-- start of RECORDS SHOWN --

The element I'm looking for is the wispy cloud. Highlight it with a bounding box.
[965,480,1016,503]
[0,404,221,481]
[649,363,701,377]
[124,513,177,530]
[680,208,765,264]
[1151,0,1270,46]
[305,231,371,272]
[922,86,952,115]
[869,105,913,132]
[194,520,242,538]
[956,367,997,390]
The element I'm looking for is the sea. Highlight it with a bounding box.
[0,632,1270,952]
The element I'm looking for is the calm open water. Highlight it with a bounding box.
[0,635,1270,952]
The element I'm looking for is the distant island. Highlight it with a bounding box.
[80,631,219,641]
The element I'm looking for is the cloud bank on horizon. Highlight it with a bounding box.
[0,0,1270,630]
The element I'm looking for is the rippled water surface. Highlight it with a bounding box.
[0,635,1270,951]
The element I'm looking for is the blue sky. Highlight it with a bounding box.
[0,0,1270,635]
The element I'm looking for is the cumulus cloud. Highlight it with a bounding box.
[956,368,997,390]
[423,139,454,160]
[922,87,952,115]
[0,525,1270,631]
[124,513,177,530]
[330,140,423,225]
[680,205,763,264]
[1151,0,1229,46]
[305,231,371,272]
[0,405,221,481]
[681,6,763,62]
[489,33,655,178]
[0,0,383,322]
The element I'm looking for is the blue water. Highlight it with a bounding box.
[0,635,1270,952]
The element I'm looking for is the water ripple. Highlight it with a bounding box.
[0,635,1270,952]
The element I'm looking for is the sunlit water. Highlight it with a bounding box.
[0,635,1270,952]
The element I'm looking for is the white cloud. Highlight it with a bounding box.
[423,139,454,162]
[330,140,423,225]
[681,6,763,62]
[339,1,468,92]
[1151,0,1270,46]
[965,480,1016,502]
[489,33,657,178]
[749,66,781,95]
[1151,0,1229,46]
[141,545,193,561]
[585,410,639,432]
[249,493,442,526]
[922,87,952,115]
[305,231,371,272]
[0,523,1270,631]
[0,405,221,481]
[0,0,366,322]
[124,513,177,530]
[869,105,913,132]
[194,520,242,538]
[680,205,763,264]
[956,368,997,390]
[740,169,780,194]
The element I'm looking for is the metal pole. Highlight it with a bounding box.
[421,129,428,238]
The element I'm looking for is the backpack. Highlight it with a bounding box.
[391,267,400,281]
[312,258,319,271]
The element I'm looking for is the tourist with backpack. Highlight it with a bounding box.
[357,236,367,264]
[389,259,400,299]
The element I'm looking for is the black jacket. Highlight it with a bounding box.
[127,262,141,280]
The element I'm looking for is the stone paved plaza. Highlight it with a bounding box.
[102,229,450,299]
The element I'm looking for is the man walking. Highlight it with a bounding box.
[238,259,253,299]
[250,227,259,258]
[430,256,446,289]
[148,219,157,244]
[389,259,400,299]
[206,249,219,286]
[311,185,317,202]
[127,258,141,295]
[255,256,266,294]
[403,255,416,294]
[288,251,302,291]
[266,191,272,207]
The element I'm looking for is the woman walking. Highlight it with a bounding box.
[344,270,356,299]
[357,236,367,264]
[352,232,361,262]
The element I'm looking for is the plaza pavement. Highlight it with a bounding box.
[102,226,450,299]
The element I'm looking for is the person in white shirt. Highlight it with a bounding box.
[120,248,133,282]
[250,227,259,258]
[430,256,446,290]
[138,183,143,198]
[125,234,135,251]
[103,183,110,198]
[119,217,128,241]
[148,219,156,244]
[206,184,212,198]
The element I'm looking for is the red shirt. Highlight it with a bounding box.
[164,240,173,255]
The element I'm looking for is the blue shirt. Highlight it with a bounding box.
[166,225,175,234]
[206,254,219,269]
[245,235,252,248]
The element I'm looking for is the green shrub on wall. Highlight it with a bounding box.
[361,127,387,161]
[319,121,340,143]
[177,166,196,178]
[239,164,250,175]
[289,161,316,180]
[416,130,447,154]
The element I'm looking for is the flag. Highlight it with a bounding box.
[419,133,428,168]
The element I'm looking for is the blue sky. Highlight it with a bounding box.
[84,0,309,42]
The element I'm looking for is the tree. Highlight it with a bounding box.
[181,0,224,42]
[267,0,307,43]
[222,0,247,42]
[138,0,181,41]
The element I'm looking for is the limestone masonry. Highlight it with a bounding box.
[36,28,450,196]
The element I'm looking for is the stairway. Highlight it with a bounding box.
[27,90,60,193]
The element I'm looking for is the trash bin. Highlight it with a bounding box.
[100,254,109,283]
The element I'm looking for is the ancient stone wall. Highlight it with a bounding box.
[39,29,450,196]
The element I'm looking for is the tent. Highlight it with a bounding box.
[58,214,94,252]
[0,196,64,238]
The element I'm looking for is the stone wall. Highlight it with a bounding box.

-- end of RECORDS SHOWN --

• [GIVEN INSTRUCTION]: Set out the lines above as a Markdown table with the columns Row and Line, giving each line a row number and omitting any blank lines.

• [RESPONSE BELOW]:
| Row | Line |
|---|---|
| 1 | The element I'm looking for is the wispy cloud. Highlight it with a bounding box. |
| 2 | [965,480,1016,503] |
| 3 | [0,404,221,481] |
| 4 | [649,363,701,377] |
| 5 | [124,513,177,530] |
| 6 | [680,208,765,264] |
| 7 | [1151,0,1270,46] |
| 8 | [305,231,371,272] |
| 9 | [922,86,952,115] |
| 10 | [869,105,913,132] |
| 11 | [194,520,242,538] |
| 12 | [956,367,997,390] |
| 13 | The element I'm looking for is the sea. Highlight it with a bounding box. |
| 14 | [0,632,1270,952] |
| 15 | The element I'm looking for is the calm open water. Highlight it with a bounding box. |
| 16 | [0,635,1270,952] |
| 17 | The element I'm looking for is the distant island. Highlight it with a bounding box. |
| 18 | [80,631,219,641] |
| 19 | The element I'm looking for is the cloud bank on horizon. Highlight it with a bounding box. |
| 20 | [0,0,1270,630] |
| 21 | The element I'm looking for is the rippled water surface. Highlight it with a bounding box. |
| 22 | [0,635,1270,951] |
| 23 | The element I'm looking for is the blue sky. Highlight it with a bounding box. |
| 24 | [0,0,1270,635] |
| 25 | The element I'm looking for is the cumulus cloud. Highlight it with a bounding box. |
| 26 | [956,368,997,390] |
| 27 | [423,139,454,160] |
| 28 | [922,87,952,115] |
| 29 | [0,525,1270,631] |
| 30 | [124,513,177,530] |
| 31 | [330,140,423,225] |
| 32 | [680,205,763,264] |
| 33 | [1151,0,1229,46] |
| 34 | [305,231,371,272] |
| 35 | [0,405,221,481] |
| 36 | [681,6,763,62] |
| 37 | [489,33,655,178] |
| 38 | [0,0,383,322] |
| 39 | The element I'm looking for is the blue water. Highlight it with a bounding box. |
| 40 | [0,635,1270,952] |
| 41 | The element I'm looking for is the water ripple. Highlight it with a bounding box. |
| 42 | [0,635,1270,952] |
| 43 | The element I'm looking for is the sunlit water. Highlight it with a bounding box. |
| 44 | [0,635,1270,952] |
| 45 | The element I'm looking for is the white cloud. Highlight it with a bounding box. |
| 46 | [423,139,454,162] |
| 47 | [330,140,423,225] |
| 48 | [681,6,763,62] |
| 49 | [339,1,468,92] |
| 50 | [1151,0,1270,46] |
| 51 | [965,480,1016,502] |
| 52 | [489,33,657,178] |
| 53 | [749,66,781,95] |
| 54 | [1151,0,1229,46] |
| 55 | [141,545,193,561] |
| 56 | [585,410,639,432] |
| 57 | [249,493,442,526] |
| 58 | [922,87,952,115] |
| 59 | [305,231,371,272] |
| 60 | [0,523,1270,631] |
| 61 | [0,405,221,481] |
| 62 | [0,0,366,322] |
| 63 | [124,513,177,530] |
| 64 | [869,105,913,132] |
| 65 | [194,520,242,538] |
| 66 | [680,205,763,264] |
| 67 | [956,368,997,390] |
| 68 | [740,169,780,194] |
| 69 | The element I'm looking for is the metal pole. Highlight it with a bounding box. |
| 70 | [421,129,428,238] |
| 71 | The element I'm looking for is the backpack. Highlight it with a bounding box. |
| 72 | [391,267,400,281] |
| 73 | [312,258,319,271] |
| 74 | The element I'm looking for is the tourist with backpack. Highlight it with a bounding box. |
| 75 | [357,236,367,264] |
| 76 | [389,259,400,299] |
| 77 | The element I'm looking for is the black jacket. Highlight it with a bounding box. |
| 78 | [127,262,141,280] |
| 79 | The element I'm looking for is the stone paved plaza. Highlight it with a bounding box. |
| 80 | [102,229,450,299] |
| 81 | The element I'm looking for is the man walking. Highlight it with a bounding box. |
| 82 | [238,259,253,299] |
| 83 | [250,227,259,258] |
| 84 | [430,256,446,289] |
| 85 | [148,219,157,244] |
| 86 | [389,259,400,299] |
| 87 | [206,249,219,286] |
| 88 | [311,185,317,202] |
| 89 | [127,258,141,295] |
| 90 | [255,256,266,294] |
| 91 | [403,255,416,294] |
| 92 | [288,251,302,291] |
| 93 | [266,191,272,207] |
| 94 | The element I'm looking for is the woman walking. Highlight it with a bounding box. |
| 95 | [344,270,356,299] |
| 96 | [357,236,367,264] |
| 97 | [352,232,361,262] |
| 98 | The element I'm looking for is the plaza pavement. Highlight it with a bounding box. |
| 99 | [102,226,450,299] |
| 100 | The element I'm looking for is the person in white shirt. Highlight it with a bounding box. |
| 101 | [120,248,133,282] |
| 102 | [250,227,259,258] |
| 103 | [430,256,446,290] |
| 104 | [138,183,143,198] |
| 105 | [125,234,135,251] |
| 106 | [103,183,110,198] |
| 107 | [119,217,128,241] |
| 108 | [148,219,156,244] |
| 109 | [206,184,212,198] |
| 110 | The element I'm looking for is the red shirt. Highlight it with a bounding box. |
| 111 | [164,240,173,255] |
| 112 | The element I'm looking for is the blue shirt. Highlight it with a bounding box. |
| 113 | [166,225,175,234] |
| 114 | [206,254,219,269] |
| 115 | [245,235,252,248] |
| 116 | The element I'm looking for is the green shrub on wall. Highlight it with a bounding box. |
| 117 | [361,127,387,161] |
| 118 | [319,121,340,143] |
| 119 | [177,166,196,178] |
| 120 | [239,164,250,175] |
| 121 | [289,161,316,180] |
| 122 | [416,130,447,154] |
| 123 | The element I'm looking for is the flag. Highlight it with a bounding box. |
| 124 | [419,133,428,168] |
| 125 | The element I'm looking for is the blue sky. Highlight it with a bounding box. |
| 126 | [84,0,309,42] |
| 127 | The element I'm looking for is the tree. Highlight it with a bounding box. |
| 128 | [181,0,224,42] |
| 129 | [267,0,307,43] |
| 130 | [222,0,247,42] |
| 131 | [138,0,181,41] |
| 132 | The element I'm looking for is the limestone masonry. Highlight it with a bounding box. |
| 133 | [36,28,450,196] |
| 134 | The element I'm looking for is the stairway. Highlight it with a bounding box. |
| 135 | [27,90,60,193] |
| 136 | The element I'm looking for is the trash bin. Highlight it with a bounding box. |
| 137 | [100,254,109,283] |
| 138 | The element I'm looking for is the ancient stone wall. Highlight it with a bounding box. |
| 139 | [39,29,450,196] |
| 140 | The element I'm looking for is the tent. Highlight it with a bounding box. |
| 141 | [58,214,94,252] |
| 142 | [0,196,64,238] |
| 143 | The element I'm looking for is the stone wall. Highlight it with a bounding box. |